EXCERPTED TEXT:
------

"Of that Ilk" is a term used in the Scottish nobility to denote a clan chieftain in some Scottish clans. The term of that ilk means "of the same [name]", and is used to avoid repetition in a person's title.

Historically, it was customary in the Scottish feudal system for the laird of a manor to include the name of his fief in his title; Thus, in Robert Louis Stevenson's novel Kidnapped, the protagonist—after discovering he was the new laird of his (impoverished) manor—later introduced himself as "David Balfour, of Shaws". However, in a number of cases, the clan name was derived from the name of the fief, creating a repetition (such as, "Lord Anstruther of Anstruther", or even "Lachlan Maclachlan of Maclachlan"); for convenience, this was eliminated with the term of that Ilk (therefore, "Anstruther of that Ilk", or "MacLachlan of that Ilk").

------

GIVEN DATA:
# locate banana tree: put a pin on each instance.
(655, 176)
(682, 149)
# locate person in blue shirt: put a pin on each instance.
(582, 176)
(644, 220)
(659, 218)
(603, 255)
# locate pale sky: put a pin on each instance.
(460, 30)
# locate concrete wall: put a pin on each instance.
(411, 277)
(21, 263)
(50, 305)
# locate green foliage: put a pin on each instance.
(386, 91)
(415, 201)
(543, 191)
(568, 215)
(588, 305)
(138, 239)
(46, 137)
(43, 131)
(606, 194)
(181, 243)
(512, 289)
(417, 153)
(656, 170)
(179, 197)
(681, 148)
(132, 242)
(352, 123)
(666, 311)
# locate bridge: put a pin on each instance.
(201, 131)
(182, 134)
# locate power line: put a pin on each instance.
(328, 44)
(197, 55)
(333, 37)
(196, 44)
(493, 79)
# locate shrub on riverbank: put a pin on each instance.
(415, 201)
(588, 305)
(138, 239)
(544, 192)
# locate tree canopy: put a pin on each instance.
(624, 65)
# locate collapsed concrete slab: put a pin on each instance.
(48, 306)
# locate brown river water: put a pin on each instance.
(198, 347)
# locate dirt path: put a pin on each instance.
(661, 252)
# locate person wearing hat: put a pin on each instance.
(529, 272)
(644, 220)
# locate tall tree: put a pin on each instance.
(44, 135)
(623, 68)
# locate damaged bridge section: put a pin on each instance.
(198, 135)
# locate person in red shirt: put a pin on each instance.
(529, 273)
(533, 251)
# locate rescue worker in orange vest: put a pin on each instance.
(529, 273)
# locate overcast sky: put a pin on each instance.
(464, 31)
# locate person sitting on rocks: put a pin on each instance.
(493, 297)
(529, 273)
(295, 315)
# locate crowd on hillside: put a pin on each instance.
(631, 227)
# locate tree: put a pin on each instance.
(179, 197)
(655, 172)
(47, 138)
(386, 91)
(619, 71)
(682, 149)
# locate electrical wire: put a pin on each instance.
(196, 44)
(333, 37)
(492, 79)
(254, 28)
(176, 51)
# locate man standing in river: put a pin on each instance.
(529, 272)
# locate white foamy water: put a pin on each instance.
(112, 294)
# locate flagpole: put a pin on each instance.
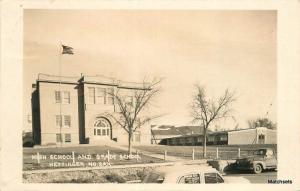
(60, 93)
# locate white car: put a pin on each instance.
(190, 174)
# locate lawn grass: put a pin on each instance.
(32, 164)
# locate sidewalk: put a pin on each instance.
(161, 156)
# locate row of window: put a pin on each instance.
(95, 96)
(67, 138)
(63, 120)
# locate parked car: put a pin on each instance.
(190, 174)
(262, 159)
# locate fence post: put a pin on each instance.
(108, 157)
(165, 155)
(193, 154)
(38, 157)
(73, 156)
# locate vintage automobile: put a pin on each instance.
(261, 159)
(190, 174)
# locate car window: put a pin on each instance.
(269, 153)
(153, 178)
(189, 179)
(213, 178)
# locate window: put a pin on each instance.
(212, 178)
(57, 97)
(129, 100)
(101, 96)
(67, 120)
(66, 97)
(190, 179)
(58, 138)
(110, 96)
(67, 138)
(102, 127)
(62, 97)
(91, 95)
(58, 120)
(136, 137)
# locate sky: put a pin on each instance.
(216, 49)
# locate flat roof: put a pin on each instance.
(98, 79)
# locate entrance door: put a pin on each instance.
(102, 129)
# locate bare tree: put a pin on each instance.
(206, 111)
(131, 112)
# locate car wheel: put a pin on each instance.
(257, 169)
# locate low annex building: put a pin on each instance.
(75, 110)
(259, 135)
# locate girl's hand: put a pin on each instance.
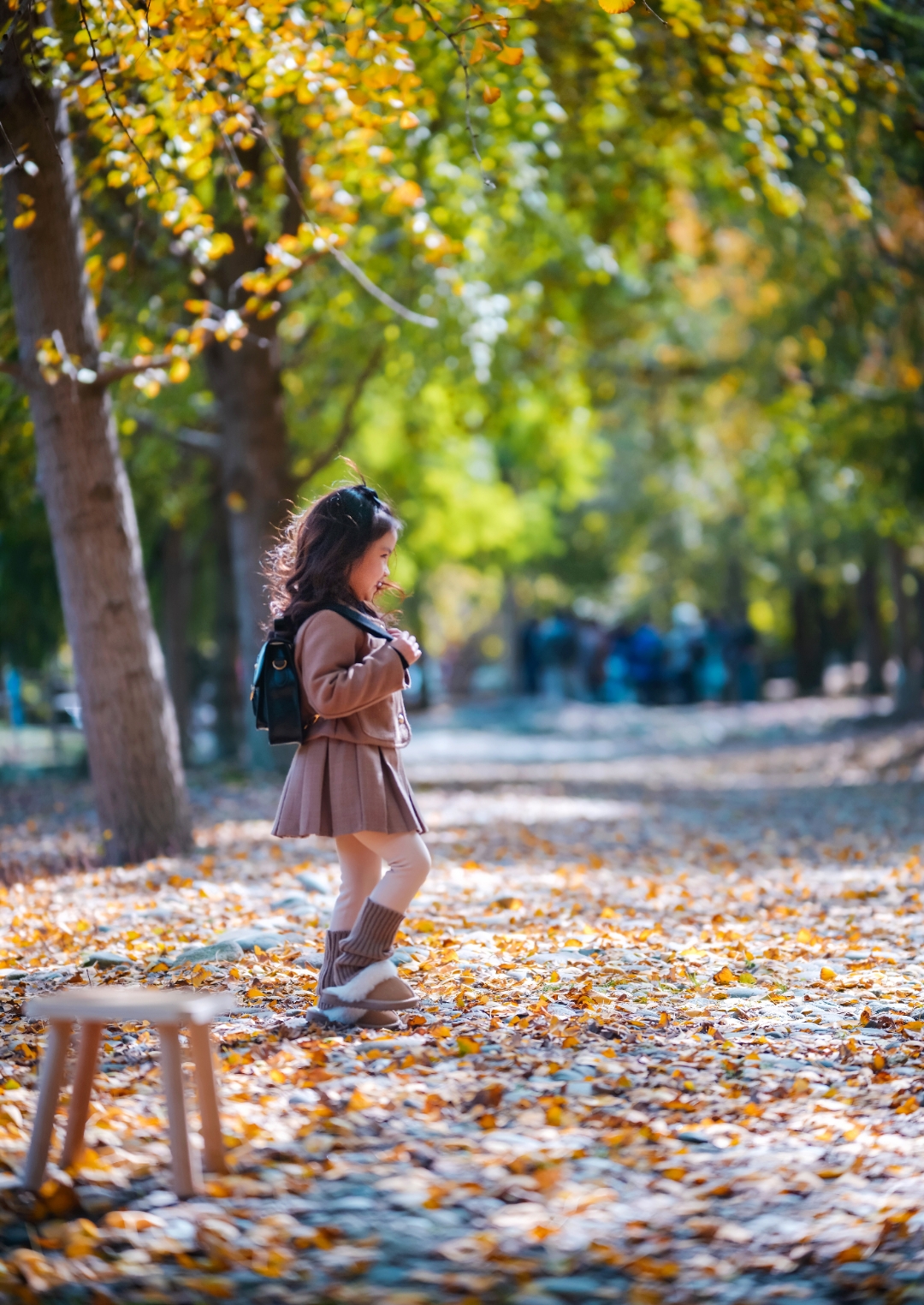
(407, 646)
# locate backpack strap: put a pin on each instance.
(360, 620)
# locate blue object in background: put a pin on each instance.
(14, 685)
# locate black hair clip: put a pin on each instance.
(367, 492)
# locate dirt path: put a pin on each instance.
(668, 1049)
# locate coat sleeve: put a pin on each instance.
(335, 684)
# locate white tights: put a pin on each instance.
(362, 873)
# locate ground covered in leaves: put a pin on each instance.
(670, 1049)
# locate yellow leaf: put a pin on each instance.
(479, 50)
(221, 244)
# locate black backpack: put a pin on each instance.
(275, 693)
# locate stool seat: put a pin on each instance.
(118, 1005)
(93, 1009)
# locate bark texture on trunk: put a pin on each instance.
(228, 667)
(246, 377)
(176, 608)
(256, 484)
(909, 688)
(871, 619)
(807, 636)
(128, 715)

------

Pick up the piece on the Scottish title "of that Ilk" after its final sentence and write the next part.

EXPECTED OUTPUT:
Where a large clan of this type has one or more cadet branches, the leaders of those branches would have an estate name distinct from the clan name, leaving the term "of that Ilk" to denote the overall clan chieftain. Thus Mackenzie, in his Observ. Laws & Customs of Nations, refers to a decision of James VI "betwixt Blair of that ilk, and Blair of Balthaiock", two lairds of the now-defunct Clan Blair.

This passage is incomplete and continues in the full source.